## Begin SOURCE TEXT

Hey guys. A few questions around some of these numbers that you’ve thrown out here. So the first one is on this kind of $45 million sort of resource adequacy payment from the state. I guess you’re saying that’s kind of roughly doubling in 2024 versus 2023. I just wanted to make sure I sort of understood the mechanics around that. Is this basically the state been cutting you a check so far in 2023 for that amount? And that amount sort of doubles next year? Does this flow through your sort of electricity business margins or if you guys are selling the power, maybe you don’t really get the check there? I’m just trying to kind of understand if that’s kind of free money for being on standby or if you are producing, then maybe you don’t get all of that. Just kind of some help around the mechanics here would be great.

Francisco Leon, President and Chief Executive Officer

Great question. So as you know, the state of California has a big penetration of renewable energy and that doesn’t work 24/7. So you require baseload from different sources to make sure the lights are on in the state. So years ago, California entered into this resource adequacy program through the utilities that they pay independent power producers to be on standby. Let me turn it over to Jay Bys, if he has a few more thoughts around regulators adequacy and what it means.

## End SOURCE TEXT

__WHAT TO DO__.
1. Can you reproduce the earnings call excerpt from "Hey guys. A" up to and including "would be great."?
2. Could you turn the rows from the line with "Annotate the eyeglasses" up to and including the line with "Annotate the metal tongs" into a numbered list, with blank lines dropped and any pictures left out?
The earnings call excerpt and the rows come from separate sources.

## Begin LISTING

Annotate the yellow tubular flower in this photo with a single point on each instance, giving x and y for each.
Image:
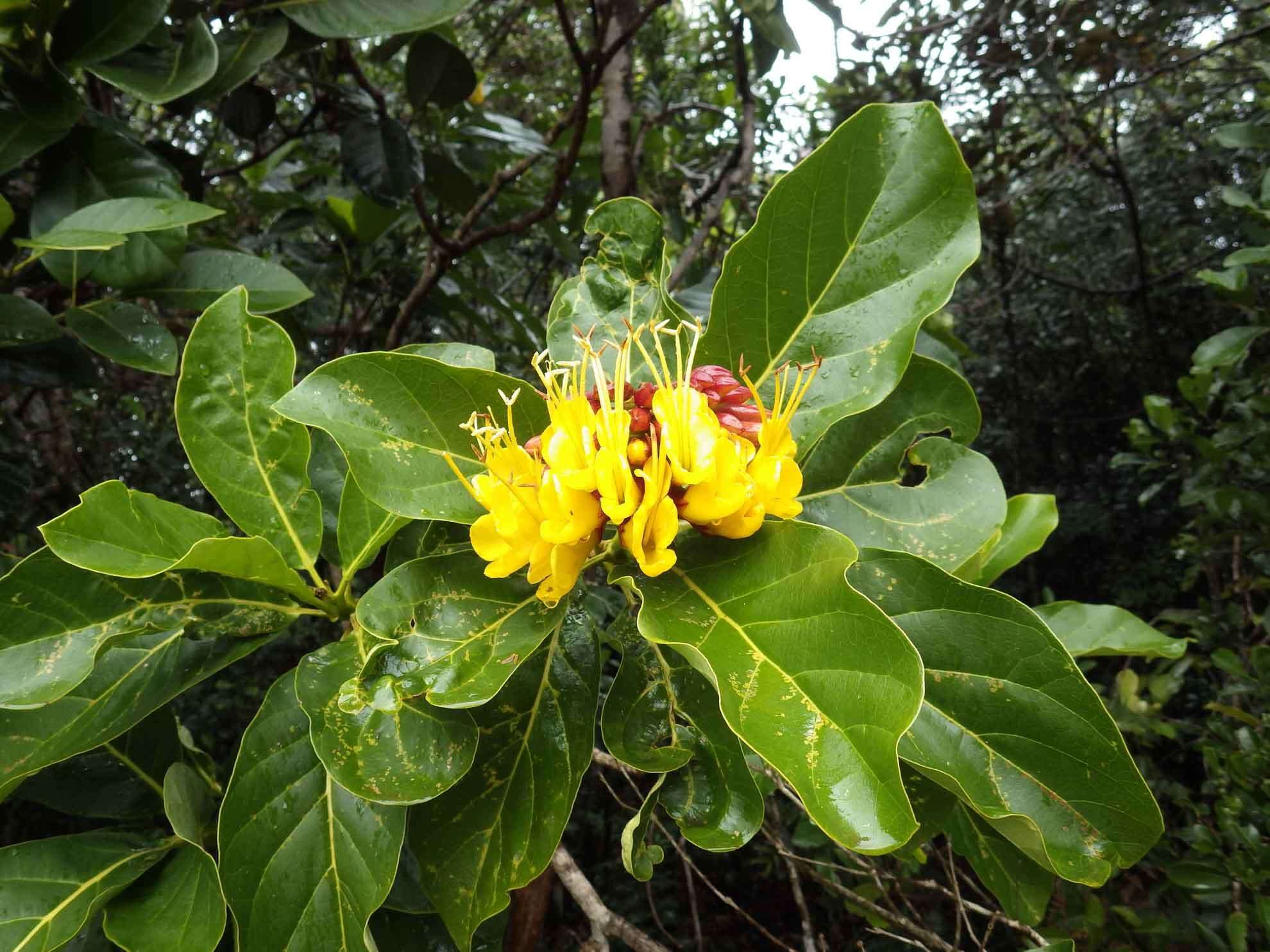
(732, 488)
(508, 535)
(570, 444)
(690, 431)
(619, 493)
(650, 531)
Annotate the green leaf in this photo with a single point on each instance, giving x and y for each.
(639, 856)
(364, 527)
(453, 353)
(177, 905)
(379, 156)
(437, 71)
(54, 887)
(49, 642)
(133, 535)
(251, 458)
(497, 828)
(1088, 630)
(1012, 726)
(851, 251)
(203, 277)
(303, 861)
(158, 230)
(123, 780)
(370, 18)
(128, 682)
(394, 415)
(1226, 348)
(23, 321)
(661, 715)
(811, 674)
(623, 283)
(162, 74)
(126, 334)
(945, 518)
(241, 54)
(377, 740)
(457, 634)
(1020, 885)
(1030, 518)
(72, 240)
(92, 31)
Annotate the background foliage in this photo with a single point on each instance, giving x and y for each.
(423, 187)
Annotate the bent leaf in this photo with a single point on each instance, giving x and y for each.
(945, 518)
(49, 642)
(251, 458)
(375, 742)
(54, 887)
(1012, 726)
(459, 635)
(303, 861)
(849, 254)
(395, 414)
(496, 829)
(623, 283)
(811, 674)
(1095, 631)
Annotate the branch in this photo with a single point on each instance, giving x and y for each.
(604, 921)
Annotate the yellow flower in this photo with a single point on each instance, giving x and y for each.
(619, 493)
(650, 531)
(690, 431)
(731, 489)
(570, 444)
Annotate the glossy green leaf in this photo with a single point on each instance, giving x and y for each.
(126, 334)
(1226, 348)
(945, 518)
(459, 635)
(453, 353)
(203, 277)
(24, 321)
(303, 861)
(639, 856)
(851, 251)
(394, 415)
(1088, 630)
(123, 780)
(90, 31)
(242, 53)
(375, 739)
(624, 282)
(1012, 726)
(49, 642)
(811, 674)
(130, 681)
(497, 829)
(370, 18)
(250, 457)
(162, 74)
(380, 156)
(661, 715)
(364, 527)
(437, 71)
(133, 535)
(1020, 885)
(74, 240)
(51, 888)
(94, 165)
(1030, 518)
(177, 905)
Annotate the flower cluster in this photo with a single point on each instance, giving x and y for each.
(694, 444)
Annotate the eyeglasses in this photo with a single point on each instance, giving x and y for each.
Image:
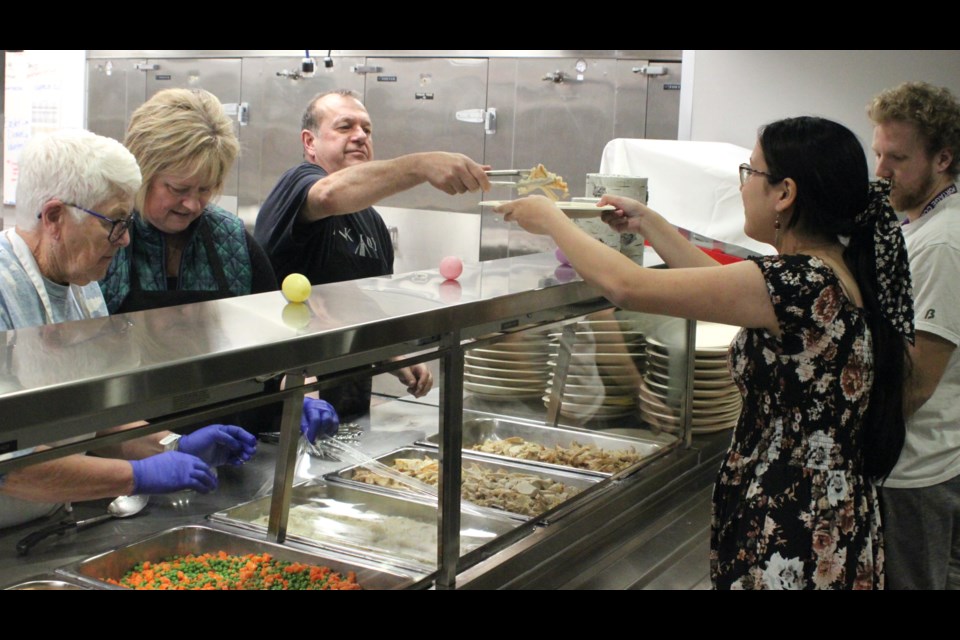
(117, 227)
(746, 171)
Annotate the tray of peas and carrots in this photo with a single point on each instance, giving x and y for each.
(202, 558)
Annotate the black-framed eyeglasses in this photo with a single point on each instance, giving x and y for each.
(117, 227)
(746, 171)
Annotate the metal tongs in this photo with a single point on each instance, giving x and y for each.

## End LISTING
## Begin LISTING

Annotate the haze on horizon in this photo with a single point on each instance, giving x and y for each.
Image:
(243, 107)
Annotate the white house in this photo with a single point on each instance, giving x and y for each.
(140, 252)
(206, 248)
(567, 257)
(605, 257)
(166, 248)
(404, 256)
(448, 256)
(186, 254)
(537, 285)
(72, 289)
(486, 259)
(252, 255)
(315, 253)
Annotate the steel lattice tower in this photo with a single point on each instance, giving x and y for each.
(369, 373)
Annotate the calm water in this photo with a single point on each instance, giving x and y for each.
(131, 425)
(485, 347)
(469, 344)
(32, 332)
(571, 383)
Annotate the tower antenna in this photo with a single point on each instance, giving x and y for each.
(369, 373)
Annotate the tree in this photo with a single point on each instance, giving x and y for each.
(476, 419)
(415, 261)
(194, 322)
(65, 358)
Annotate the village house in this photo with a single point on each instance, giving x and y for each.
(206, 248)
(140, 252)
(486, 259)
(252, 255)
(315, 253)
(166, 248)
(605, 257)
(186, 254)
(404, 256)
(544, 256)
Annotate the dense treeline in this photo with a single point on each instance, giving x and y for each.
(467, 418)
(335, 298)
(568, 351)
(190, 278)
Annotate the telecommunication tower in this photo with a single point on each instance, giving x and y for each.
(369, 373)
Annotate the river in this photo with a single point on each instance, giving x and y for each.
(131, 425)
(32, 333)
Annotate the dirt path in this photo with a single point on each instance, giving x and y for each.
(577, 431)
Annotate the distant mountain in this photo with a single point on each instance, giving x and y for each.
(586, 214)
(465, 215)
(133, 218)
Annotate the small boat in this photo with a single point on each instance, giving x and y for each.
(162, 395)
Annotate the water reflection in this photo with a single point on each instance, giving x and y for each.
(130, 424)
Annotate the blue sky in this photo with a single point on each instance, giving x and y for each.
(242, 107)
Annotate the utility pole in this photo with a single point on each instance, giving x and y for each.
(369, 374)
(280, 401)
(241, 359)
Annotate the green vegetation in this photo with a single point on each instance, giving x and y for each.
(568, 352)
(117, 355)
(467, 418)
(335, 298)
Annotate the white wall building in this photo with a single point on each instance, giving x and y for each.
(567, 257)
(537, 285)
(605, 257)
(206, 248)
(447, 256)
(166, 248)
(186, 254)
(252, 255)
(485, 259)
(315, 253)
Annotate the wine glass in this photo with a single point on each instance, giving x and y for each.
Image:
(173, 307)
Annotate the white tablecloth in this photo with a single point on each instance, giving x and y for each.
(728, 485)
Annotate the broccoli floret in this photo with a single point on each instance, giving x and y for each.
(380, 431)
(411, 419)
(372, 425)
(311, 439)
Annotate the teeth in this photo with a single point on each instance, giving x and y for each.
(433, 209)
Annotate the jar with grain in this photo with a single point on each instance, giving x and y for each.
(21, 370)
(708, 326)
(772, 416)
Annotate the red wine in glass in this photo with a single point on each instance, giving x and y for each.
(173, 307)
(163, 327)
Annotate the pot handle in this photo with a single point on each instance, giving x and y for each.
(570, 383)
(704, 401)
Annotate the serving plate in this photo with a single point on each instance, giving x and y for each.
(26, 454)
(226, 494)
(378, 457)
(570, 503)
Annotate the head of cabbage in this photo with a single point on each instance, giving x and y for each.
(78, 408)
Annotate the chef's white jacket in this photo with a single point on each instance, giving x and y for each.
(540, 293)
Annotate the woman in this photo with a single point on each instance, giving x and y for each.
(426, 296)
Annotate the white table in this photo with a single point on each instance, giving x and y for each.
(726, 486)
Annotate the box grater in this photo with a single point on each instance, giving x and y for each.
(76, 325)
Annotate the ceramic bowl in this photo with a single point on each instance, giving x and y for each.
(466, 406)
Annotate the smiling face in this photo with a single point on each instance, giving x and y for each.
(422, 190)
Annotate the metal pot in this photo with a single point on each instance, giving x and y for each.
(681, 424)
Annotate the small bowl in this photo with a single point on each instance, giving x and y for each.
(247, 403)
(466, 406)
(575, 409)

## End LISTING

__COMPLETED EXERCISE__.
1.
Hey guys. A few questions around some of these numbers that you’ve thrown out here. So the first one is on this kind of $45 million sort of resource adequacy payment from the state. I guess you’re saying that’s kind of roughly doubling in 2024 versus 2023. I just wanted to make sure I sort of understood the mechanics around that. Is this basically the state been cutting you a check so far in 2023 for that amount? And that amount sort of doubles next year? Does this flow through your sort of electricity business margins or if you guys are selling the power, maybe you don’t really get the check there? I’m just trying to kind of understand if that’s kind of free money for being on standby or if you are producing, then maybe you don’t get all of that. Just kind of some help around the mechanics here would be great.

2.
1. Annotate the eyeglasses in this photo with a single point on each instance, giving x and y for each.
2. Image:
3. (117, 227)
4. (746, 171)
5. Annotate the tray of peas and carrots in this photo with a single point on each instance, giving x and y for each.
6. (202, 558)
7. Annotate the black-framed eyeglasses in this photo with a single point on each instance, giving x and y for each.
8. (117, 227)
9. (746, 171)
10. Annotate the metal tongs in this photo with a single point on each instance, giving x and y for each.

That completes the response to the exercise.